* _EXERCISE_
Please copy the stretch of the interview from "On whether Canada" through "we go next.", changing "NASA" to "the U.S. space agency".

* _PASSAGE SHOWN_
Exploration

Interview: Walter Natynczyk

The Canadian Space Agency President looks at Canada’s role in space
  • Sep 30, 2014
  • 354 words
  • 2 minutes
General Walter Natynczyk Expand Image

After a year as the Canadian Space Agency’s President, retired general Walter Natynczyk sat down with Canadian Geographic to discuss his role and the agency’s work.

On Canadian companies contributing to space travel
What I’ve learned watching some of the commercialization efforts to get to the International Space Station is that companies such as Space X, Orbital Sciences and Sierra Nevada require the capabilities and technologies that many Canadian companies have. The prime contractors for these efforts need Canadian technology because space activity and space ventures are high risk, and they want to reduce that risk by leveraging the experience and competencies of Canadian companies with proven track records.
 
On whether Canada could have its own launch facility in the future
There seems to be a huge supply of launch capability and hot competition for it in the global market. When you do the economics, you wonder whether it’s worthwhile putting together a launch capability beyond the very modest sounding-rocket capability that Canada has. [A sounding rocket is a research rocket that tests instruments and stays airborne for only a short period of time]. Right now, it’s not really a financial proposition.
 
On the Canadian Space Agency’s role in long-duration space flight and missions
There’s a lot happening now to understand the pieces required to enable success and to reduce the risk of long-duration space flight. We’re working closely with NASA and looking at how we can take advantage of the International Space Station to get what we need before we decide where we go next.
 
One of the key challenges is discovering the impact of long-duration space flight. The International Space Station is the best place to not only study long-duration human space flight, but also to discover new medicines and capabilities for humans. Another challenge is getting a far better rocket propulsion system. When you think about the technology being used today, it’s not much different from Apollo 11. In order to get out to Mars or other destinations, we need to find better and faster ways to get there.

* _DATA SUPPLIED_
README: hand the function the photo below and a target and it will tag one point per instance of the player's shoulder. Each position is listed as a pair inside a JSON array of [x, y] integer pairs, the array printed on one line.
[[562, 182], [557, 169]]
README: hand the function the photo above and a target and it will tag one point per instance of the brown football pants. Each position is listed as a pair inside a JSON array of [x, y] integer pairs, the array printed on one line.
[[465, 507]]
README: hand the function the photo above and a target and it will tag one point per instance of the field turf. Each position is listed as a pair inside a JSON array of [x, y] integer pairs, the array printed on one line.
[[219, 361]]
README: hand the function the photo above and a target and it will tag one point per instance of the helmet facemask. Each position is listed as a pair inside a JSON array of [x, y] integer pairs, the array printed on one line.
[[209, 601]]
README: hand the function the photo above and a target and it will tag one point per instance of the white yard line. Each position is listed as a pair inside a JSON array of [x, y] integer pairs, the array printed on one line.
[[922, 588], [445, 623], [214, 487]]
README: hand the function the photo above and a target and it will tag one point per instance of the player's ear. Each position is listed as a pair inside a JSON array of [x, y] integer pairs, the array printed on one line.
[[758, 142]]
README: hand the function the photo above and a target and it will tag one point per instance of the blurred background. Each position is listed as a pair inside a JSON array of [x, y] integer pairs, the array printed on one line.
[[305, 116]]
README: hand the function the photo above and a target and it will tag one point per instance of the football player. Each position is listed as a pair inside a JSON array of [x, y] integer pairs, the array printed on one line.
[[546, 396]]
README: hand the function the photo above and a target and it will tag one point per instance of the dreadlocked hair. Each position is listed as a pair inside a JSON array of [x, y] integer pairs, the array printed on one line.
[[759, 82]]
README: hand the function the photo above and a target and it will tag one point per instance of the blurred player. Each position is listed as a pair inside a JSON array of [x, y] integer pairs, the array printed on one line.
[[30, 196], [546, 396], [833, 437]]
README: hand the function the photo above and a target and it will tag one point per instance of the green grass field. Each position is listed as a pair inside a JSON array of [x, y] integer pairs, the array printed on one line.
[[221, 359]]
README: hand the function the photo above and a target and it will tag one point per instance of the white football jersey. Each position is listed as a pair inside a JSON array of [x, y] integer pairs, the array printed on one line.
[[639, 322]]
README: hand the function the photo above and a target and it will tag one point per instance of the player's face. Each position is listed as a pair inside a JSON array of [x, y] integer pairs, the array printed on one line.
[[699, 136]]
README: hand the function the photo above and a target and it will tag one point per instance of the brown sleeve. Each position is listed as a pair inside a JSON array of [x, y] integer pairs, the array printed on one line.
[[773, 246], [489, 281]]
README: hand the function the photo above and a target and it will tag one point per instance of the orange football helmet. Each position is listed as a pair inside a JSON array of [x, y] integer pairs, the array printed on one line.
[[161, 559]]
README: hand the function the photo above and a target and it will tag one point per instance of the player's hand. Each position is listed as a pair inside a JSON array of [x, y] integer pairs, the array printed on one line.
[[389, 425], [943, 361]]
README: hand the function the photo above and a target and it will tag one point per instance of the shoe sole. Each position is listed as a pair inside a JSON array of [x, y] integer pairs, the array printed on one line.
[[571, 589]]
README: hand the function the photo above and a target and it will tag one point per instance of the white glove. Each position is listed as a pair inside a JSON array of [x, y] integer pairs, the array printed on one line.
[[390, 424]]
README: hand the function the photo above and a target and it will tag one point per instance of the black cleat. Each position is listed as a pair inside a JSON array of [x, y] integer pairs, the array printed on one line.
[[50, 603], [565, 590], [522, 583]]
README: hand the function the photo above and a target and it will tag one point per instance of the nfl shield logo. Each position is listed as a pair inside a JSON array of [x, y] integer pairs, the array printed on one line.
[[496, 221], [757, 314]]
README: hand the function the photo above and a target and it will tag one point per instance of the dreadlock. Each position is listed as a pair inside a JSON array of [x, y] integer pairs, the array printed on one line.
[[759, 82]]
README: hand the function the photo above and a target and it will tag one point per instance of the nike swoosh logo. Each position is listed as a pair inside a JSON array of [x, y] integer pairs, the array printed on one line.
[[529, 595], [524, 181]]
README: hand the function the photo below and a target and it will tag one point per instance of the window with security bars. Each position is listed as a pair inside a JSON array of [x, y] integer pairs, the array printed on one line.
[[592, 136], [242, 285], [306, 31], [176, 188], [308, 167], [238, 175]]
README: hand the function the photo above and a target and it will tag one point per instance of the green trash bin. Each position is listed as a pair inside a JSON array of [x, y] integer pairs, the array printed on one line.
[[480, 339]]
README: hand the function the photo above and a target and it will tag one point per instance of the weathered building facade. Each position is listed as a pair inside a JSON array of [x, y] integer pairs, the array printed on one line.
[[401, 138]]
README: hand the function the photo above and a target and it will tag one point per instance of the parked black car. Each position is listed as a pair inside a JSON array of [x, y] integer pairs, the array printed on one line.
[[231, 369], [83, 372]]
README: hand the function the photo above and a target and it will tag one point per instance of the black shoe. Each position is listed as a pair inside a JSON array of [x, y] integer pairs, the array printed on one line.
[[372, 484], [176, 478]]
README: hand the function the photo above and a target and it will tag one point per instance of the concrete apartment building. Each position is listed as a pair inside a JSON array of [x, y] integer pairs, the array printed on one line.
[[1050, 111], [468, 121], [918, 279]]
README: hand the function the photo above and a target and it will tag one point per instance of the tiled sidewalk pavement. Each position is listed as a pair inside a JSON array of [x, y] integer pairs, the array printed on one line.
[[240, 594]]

* _RESULT OF THIS EXERCISE_
On whether Canada could have its own launch facility in the future
There seems to be a huge supply of launch capability and hot competition for it in the global market. When you do the economics, you wonder whether it’s worthwhile putting together a launch capability beyond the very modest sounding-rocket capability that Canada has. [A sounding rocket is a research rocket that tests instruments and stays airborne for only a short period of time]. Right now, it’s not really a financial proposition.
 
On the Canadian Space Agency’s role in long-duration space flight and missions
There’s a lot happening now to understand the pieces required to enable success and to reduce the risk of long-duration space flight. We’re working closely with the U.S. space agency and looking at how we can take advantage of the International Space Station to get what we need before we decide where we go next.